New Trade for November 17th, 2020

Stocks are under pressure this morning after yesterday’s record close.  The Dow finished the session just 50 points shy of hitting 30,000 for the first  time ever.  This morning Dow futures are pointing to a nearly 300 point loss. 

Rising bond yields and improving economic growth can trigger a rotation out of growth stocks into stocks more sensitive to upcoming macroeconomic changes.  As we saw last week in a fast and furious, albeit short lived, transition from the names that have fared the best throughout the recovery, into stocks that had not yet recovered.  Was last week’s action just a teaser of a more sustained rotation that may be in the wings?  It seems to come down to one thing, and it’s when – not if – a vaccine is announced. 

Ahead of that big announcement, many investors are seeking out high quality companies with value price tags.  Our trade alert for today highlights one such company.

Merck (MRK) share price has suffered in 2020, and that makes the stock too cheap to ignore, considering the company is providing one of the life saving cancer treatments available today. Central to Merck’s fundamental performance is their blockbuster cancer drug, Keytruda, which is approved for more than 20 indications and expected to be on patent until 2028.  

Analysts forecast Merck to generate average annual earnings growth of almost 8% over the next three to five years.  The company sports a solid balance sheet and cash flow situation.  Plus a healthy 3% dividend yield that seems to be just heating up.  MRK upgraded its dividend payouts by 14.6% in 2019 then followed that up with a nearly 11% improvement for 2020.  Merck is solidly established among the best value stocks to buy if you’re looking for large-cap stability and rising payouts.  MRK has a $204.83 billion market cap and currently trades with a 17.89 profit to earnings ratio.
........
Task to carry out:
Pull out the part of the trade alert from "Stocks are under" up to and including "vaccine is announced.", word for word. Rely only on the trade alert when answering.
........
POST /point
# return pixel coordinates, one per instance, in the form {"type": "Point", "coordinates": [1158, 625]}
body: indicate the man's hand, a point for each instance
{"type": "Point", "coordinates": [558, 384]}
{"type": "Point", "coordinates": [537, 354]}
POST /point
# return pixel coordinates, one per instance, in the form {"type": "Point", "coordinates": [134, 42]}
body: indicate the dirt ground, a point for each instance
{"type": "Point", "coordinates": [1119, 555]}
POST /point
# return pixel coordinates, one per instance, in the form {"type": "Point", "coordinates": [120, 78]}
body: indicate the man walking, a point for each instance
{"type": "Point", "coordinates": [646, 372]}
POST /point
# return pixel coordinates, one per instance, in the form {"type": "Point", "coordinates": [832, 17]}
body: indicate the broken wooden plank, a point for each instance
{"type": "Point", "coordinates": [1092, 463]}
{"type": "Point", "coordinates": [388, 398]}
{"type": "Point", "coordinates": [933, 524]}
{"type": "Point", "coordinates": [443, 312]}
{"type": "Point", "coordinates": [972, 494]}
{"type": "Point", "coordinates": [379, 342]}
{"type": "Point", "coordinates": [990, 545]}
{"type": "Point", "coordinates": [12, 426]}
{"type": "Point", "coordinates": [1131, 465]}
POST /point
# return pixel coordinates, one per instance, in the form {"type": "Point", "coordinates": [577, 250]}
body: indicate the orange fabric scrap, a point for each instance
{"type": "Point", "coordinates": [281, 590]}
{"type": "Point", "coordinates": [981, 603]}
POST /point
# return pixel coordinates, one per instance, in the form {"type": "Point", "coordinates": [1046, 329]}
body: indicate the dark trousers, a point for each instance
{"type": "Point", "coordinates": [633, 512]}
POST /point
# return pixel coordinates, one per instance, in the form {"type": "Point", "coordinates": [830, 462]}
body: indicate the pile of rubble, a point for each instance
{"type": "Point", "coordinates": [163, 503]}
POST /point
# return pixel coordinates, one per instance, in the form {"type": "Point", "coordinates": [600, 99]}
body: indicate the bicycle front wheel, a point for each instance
........
Final answer:
Stocks are under pressure this morning after yesterday’s record close.  The Dow finished the session just 50 points shy of hitting 30,000 for the first  time ever.  This morning Dow futures are pointing to a nearly 300 point loss. 

Rising bond yields and improving economic growth can trigger a rotation out of growth stocks into stocks more sensitive to upcoming macroeconomic changes.  As we saw last week in a fast and furious, albeit short lived, transition from the names that have fared the best throughout the recovery, into stocks that had not yet recovered.  Was last week’s action just a teaser of a more sustained rotation that may be in the wings?  It seems to come down to one thing, and it’s when – not if – a vaccine is announced.